▸ **INSTRUCTION**
Transcribe the records below exactly as they appear, omitting any pictures.

▸ **DATASET RECORDS**
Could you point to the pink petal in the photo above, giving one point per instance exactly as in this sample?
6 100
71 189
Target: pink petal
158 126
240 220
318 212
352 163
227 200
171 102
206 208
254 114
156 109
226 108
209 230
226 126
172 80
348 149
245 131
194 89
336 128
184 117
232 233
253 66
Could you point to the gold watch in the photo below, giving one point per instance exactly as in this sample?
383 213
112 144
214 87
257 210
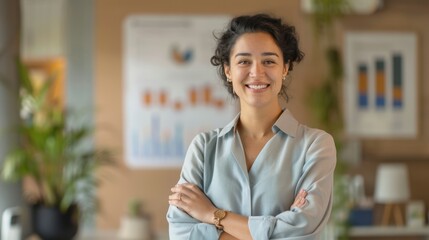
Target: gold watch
218 215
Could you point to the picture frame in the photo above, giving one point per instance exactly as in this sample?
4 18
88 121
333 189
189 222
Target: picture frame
381 84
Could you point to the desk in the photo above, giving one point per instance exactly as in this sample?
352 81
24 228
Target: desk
390 231
102 235
110 235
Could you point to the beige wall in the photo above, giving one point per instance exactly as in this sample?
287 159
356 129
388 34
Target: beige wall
153 185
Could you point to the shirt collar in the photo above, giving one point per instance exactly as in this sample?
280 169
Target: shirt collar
285 123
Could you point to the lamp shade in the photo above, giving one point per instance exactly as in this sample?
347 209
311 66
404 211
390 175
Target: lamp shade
391 183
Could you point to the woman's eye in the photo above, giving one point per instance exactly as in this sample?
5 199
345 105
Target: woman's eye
243 62
269 62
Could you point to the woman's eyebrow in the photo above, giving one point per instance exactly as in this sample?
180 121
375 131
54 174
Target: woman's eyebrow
263 54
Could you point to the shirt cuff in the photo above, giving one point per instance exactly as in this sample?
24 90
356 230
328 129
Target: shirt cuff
261 227
204 231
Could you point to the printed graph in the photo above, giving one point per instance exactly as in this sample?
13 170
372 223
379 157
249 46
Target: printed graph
171 91
380 85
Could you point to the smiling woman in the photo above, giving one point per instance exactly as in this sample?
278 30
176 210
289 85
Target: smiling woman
264 175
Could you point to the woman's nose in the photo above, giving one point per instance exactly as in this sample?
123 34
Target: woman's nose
256 70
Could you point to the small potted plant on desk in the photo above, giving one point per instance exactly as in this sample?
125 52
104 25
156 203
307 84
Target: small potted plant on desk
136 224
57 158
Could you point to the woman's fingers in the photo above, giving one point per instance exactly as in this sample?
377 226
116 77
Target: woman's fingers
189 198
300 199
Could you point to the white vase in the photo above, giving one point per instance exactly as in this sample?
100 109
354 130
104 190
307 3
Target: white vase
135 228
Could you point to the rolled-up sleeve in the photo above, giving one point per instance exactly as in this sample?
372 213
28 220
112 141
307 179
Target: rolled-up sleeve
317 179
181 225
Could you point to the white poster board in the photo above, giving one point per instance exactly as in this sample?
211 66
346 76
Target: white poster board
171 91
381 84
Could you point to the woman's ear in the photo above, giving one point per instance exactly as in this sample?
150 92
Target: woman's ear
286 69
227 70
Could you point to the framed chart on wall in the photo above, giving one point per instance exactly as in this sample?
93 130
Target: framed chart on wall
381 84
171 91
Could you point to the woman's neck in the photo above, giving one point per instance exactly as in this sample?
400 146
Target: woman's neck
257 123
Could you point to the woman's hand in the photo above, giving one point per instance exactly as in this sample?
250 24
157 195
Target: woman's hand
189 198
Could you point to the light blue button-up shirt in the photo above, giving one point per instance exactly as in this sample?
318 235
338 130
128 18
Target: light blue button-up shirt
296 157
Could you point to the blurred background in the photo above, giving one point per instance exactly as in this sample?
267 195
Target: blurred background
94 49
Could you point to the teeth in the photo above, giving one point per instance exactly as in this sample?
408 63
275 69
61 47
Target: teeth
258 86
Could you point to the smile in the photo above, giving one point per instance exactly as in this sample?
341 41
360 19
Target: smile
259 86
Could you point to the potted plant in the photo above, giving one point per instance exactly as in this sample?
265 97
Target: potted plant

▸ **TASK RESULT**
Could you point to the pink petal in the photo above, giving one point per instance exactly as in this sample?
6 100
71 189
Target: pink petal
158 126
240 220
318 212
352 163
227 200
171 102
206 208
254 114
156 109
226 108
209 230
226 126
172 80
348 149
245 131
194 89
336 128
184 117
232 233
253 66
Could you point to the gold watch in the photo below, giving one point per instance exactly as in this sample?
383 213
112 144
214 87
257 210
Target: gold watch
218 215
Could you point to the picture frame in the photo above, giving one point per instance exactly as in this sample?
4 18
88 121
333 189
189 222
Target: picture frame
381 84
Could you point to the desk in the photo above, giving one point per instance exactly as in this sample?
352 81
24 228
Target: desk
390 231
102 235
110 235
Could you point to the beige wall in the photo above, giving one point per instance exactly as in this sample?
287 159
356 129
388 34
Target: beige wall
153 185
Could you point to the shirt collar in the photo above, giving one point per instance exactly as in this sample?
280 169
Target: shirt collar
285 123
Could you point to the lamp shade in the photo above, giving one point per instance exactly as in this sample?
347 209
311 66
404 211
390 175
Target: lamp shade
391 183
Could you point to the woman's eye in the photo above, giving one point per instance exactly as in this sample?
5 199
345 105
Target: woman's eye
243 62
269 62
Could you point to the woman's eyebrow in the photo above, giving one point per instance exactly as in this sample?
180 121
375 131
54 174
Target: woman's eyebrow
263 54
Could you point to the shirt cuff in the photo above, giving one point per instance exactly as in this sample?
24 90
356 230
328 129
Target: shirt cuff
261 227
204 231
Could you point to the printed graph in the photo above, giving one point per instance exactly as in this sample?
13 170
372 223
379 157
249 46
Target: printed graph
171 91
380 85
Could you point to the smiling woman in the photo above, giving one point per instance exactly as in this sample?
278 30
176 210
289 85
Target: smiling woman
264 175
Could you point to the woman's nose in the photo above, giving one point per instance exactly as in this sample?
123 34
Target: woman's nose
256 70
Could you point to the small potted plant on desk in the photo above, giving one point per instance exactly as in this sample?
125 52
104 25
156 203
307 84
Target: small potted plant on desk
136 224
57 158
Could you point to the woman's fingers in the photo above, giving one point per instance exactly as in this sample?
377 226
116 77
Target: woman's fingers
189 198
300 199
Could you point to the white vase in the photo above, giving one point per instance exactly as in this sample?
100 109
354 130
104 190
307 3
Target: white vase
135 228
Could you point to the rolled-up sleeve in the photo above, giving one point per instance exactly as in this sample?
372 213
28 220
112 141
307 179
Target: rolled-up sleeve
317 179
181 225
Could you point to the white poster board in the photo above, giving one point per instance exactly as in this sample?
211 66
346 76
Target: white poster board
171 91
381 84
Could you point to the woman's ear in the photo above, giving one point per instance exactly as in this sample?
150 92
Target: woman's ear
286 69
227 70
Could you point to the framed chart on wall in the photo above, giving one point per instance exactly as in this sample?
93 130
Target: framed chart on wall
381 84
171 91
Could you point to the woman's neck in the photo above, giving one point per instance exactly as in this sample?
400 146
Target: woman's neck
257 123
Could you point to the woman's hand in the photo above, giving one point per instance exactly as in this sample?
250 24
157 195
Target: woman's hand
189 198
Could you point to the light blue button-up shirt in the photo above, giving one point per instance exactly as in this sample?
318 235
338 130
128 18
Target: light blue button-up shirt
296 157
Could you point to the blurred background in the photo above, giving one point per instance exactly as in this sample?
267 195
Target: blurred background
94 49
Could you point to the teeth in the photo above, giving one point per instance exactly as in this sample?
408 63
275 69
61 47
Target: teeth
258 86
Could you point to the smile in the photo above, giving one point per instance exactly as in this sample?
341 41
360 19
Target: smile
259 86
Could you point to the potted plant in the photo above, giving one point per instance exactly as in this sample?
265 97
Target: potted plant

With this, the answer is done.